● **MATERIAL SHOWN**:

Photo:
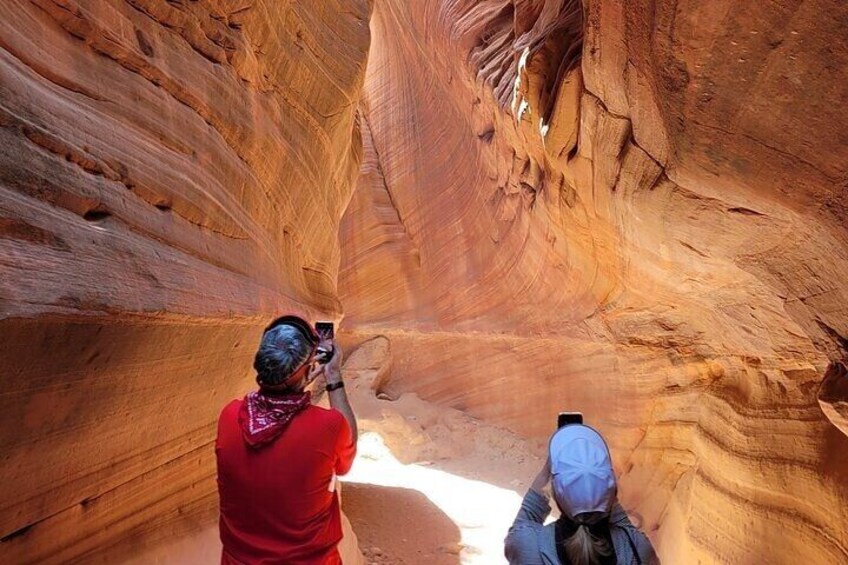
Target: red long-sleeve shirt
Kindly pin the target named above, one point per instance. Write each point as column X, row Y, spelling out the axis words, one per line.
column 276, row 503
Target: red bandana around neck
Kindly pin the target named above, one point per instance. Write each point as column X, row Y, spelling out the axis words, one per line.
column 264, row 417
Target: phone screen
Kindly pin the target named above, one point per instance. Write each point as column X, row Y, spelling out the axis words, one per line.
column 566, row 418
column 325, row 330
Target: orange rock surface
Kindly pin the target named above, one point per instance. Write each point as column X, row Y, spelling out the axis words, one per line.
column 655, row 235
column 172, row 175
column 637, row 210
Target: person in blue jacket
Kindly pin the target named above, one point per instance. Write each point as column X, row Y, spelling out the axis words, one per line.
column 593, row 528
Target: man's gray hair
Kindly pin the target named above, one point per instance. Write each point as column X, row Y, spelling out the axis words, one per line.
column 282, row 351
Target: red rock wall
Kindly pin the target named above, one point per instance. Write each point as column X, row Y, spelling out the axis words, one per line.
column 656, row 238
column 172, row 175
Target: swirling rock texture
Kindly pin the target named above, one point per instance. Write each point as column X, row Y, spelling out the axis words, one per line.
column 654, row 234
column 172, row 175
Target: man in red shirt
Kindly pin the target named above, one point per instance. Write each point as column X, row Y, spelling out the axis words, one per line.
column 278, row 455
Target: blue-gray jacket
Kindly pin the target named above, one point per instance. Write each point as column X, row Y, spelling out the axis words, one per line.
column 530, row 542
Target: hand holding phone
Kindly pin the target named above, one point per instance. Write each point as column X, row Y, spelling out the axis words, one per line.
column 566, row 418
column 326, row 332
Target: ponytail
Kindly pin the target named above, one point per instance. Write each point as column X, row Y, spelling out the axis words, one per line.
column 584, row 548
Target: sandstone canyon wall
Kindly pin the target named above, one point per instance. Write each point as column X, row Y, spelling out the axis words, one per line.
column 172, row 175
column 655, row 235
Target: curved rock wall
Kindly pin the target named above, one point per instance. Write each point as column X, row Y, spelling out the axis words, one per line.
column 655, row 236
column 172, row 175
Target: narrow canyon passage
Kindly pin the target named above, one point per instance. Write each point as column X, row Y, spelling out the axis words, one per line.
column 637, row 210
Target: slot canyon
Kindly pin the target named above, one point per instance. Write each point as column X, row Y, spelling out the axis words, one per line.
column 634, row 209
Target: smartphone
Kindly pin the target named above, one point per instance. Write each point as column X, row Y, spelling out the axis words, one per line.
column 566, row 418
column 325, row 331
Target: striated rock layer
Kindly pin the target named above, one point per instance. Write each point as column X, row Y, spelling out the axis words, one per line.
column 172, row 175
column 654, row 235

● **DIRECTIONS FOR THIS TASK**:
Find "Target: sandstone canyon wall" in the entries above, then repeat its line and all lines after it exactly, down to the last line.

● **EXERCISE ANSWER**:
Target: sandstone canyon wall
Kindly pin the target named above, one point per instance. Write each point as column X, row Y, spelling out the axis words, one per line.
column 172, row 175
column 655, row 235
Target: curved rock wall
Kindly pin the target named above, one point per instance. Write each point as column X, row Y, spelling out the axis words, one per line.
column 655, row 236
column 172, row 175
Target: narrow canyon passage
Kindly pin the target named above, one point per instance. Write each point as column X, row Y, spelling out the axis words, one per line.
column 637, row 210
Target: slot canyon
Kindly pin the target named above, one point per instance. Write each point as column X, row Y, spelling out the axis words, one per line.
column 634, row 209
Target: smartphone
Kindly pin the target named above, one point per instance. Write each point as column X, row Y, spelling out the axis words, one per line.
column 566, row 418
column 325, row 331
Target: striated rock layer
Kindly pin the target named above, one point per instance. Write each point as column X, row Y, spelling out the axis words, one per line.
column 172, row 175
column 654, row 235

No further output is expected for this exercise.